RoboMIND2.0

A Multimodal, Bimanual Mobile Manipulation Dataset for Generalizable Embodied Intelligence

Chengkai Hou^1,2,*,‡, Kun Wu^1,*,‡, Jiaming Liu^2,*,‡, Zhengping Che^1,*,†, Di Wu^1,2,*,
Fei Liao^1,2,*, Guangrun Li^1,2,*, Jingyang He^1,2,*, Qiuxuan Feng^1,2,*, Zhao Jin^1,*,
Chenyang Gu², Zhuoyang Liu², Nuowei Han², Xiangju Mi², Yaoxu Lv²,
Yankai Fu², Gaole Dai², Langzhe Gu², Tao Li¹, Yuheng Zhang¹, Xinhua Wang¹,
Shichao Fan¹, Yixue Zhang¹, Meng Li¹, Zhen Zhao¹, Ning Liu¹,
Zhiyuan Xu¹, Pei Ren¹, Junjie Ji¹, Haonan Liu¹,
Kuan Cheng², Shanghang Zhang^2,✉, Jian Tang^1,✉

¹Beijing Innovation Center of Humanoid Robotics ²School of Computer Science, Peking University

^*Equal contribution ^†Project lead ^‡Co-first Core authors ^✉Corresponding authors

[pdf] [arxiv] [data]

Dataset Overview

Abstract.

While data-driven imitation learning has revolutionized robotic manipulation, current approaches remain constrained by the scarcity of large-scale, diverse real-world demonstrations. Consequently, the ability of existing models to generalize across long-horizon bimanual tasks and mobile manipulation in unstructured environments remains limited.

(Data entries)
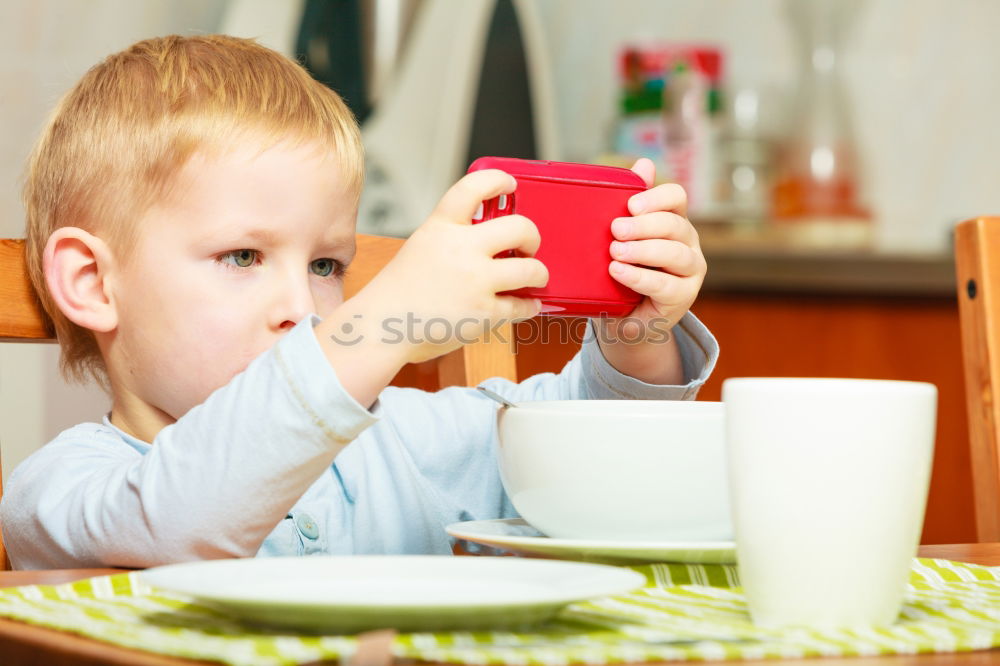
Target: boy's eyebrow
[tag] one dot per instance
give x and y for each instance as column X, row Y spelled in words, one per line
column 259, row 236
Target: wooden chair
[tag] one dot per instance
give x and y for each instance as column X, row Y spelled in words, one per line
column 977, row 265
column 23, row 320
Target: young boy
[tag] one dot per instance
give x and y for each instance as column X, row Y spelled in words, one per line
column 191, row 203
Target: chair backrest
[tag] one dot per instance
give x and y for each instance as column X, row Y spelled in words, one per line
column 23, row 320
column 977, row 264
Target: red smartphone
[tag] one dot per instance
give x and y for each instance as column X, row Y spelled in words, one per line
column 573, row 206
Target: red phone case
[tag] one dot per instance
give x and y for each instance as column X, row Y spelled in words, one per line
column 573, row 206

* _Exercises to complete_:
• 1. According to the RoboMIND2.0 page, what limits current approaches to data-driven imitation learning?
• 2. Reproduce the RoboMIND2.0 page text beginning at the words "[pdf] [arxiv] [data]" and ending after "environments remains limited.".
The data were drawn from a separate source.

* _Answers to the exercise_:
• 1. The scarcity of large-scale, diverse real-world demonstrations.

• 2.
[pdf] [arxiv] [data]

Dataset Overview

Abstract.

While data-driven imitation learning has revolutionized robotic manipulation, current approaches remain constrained by the scarcity of large-scale, diverse real-world demonstrations. Consequently, the ability of existing models to generalize across long-horizon bimanual tasks and mobile manipulation in unstructured environments remains limited.